READING PASSAGE Block Start

Metabolic Syndrome Tests: How to Determine If You’re At Risk

I’m often asked by readers if they could have metabolic syndrome. This is an excellent question. Metabolic syndrome, as you likely know, is a precursor to diabetes, kidney disease, and coronary artery disease—so it’s not something you want to leave unchecked. But figuring out if you have metabolic syndrome can be tricky.

Most signs of metabolic syndrome are “silent,” including abnormalities in insulin, blood pressure, and cholesterol. But there is one telltale sign which too many people ignore at their own peril.

Use a Tape Measure to Do This Simple Metabolic Syndrome Test

Your waist size is a strong indicator of metabolic syndrome. To check your waist size, wrap a cloth tape measure around your abdomen, just above the hip bone. Keep the tape snug and measure your waist while breathing out, with your abdomen relaxed. These waist sizes indicate metabolic syndrome: 35 inches or more for a woman and 40 inches or more for a man.

The reason your waist size is so important is that belly fat is harmful. Belly fat, unlike other fat in your body, secretes a steady stream of chemicals that kindle inflammation throughout the body. Left unchecked, this inflammation can damage the lining of the arterial walls, including the coronary arteries and blood vessels in the kidneys.

READING PASSAGE Block End

### ACTION ITEM
From the text on metabolic syndrome tests, return the stretch from "I’m often asked" through "can be tricky.", copied word for word.

DATASET CONTENT Block Start

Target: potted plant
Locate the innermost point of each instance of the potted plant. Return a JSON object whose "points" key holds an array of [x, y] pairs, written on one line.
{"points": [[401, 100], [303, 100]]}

DATASET CONTENT Block End

### YOUR RESPONSE
I’m often asked by readers if they could have metabolic syndrome. This is an excellent question. Metabolic syndrome, as you likely know, is a precursor to diabetes, kidney disease, and coronary artery disease—so it’s not something you want to leave unchecked. But figuring out if you have metabolic syndrome can be tricky.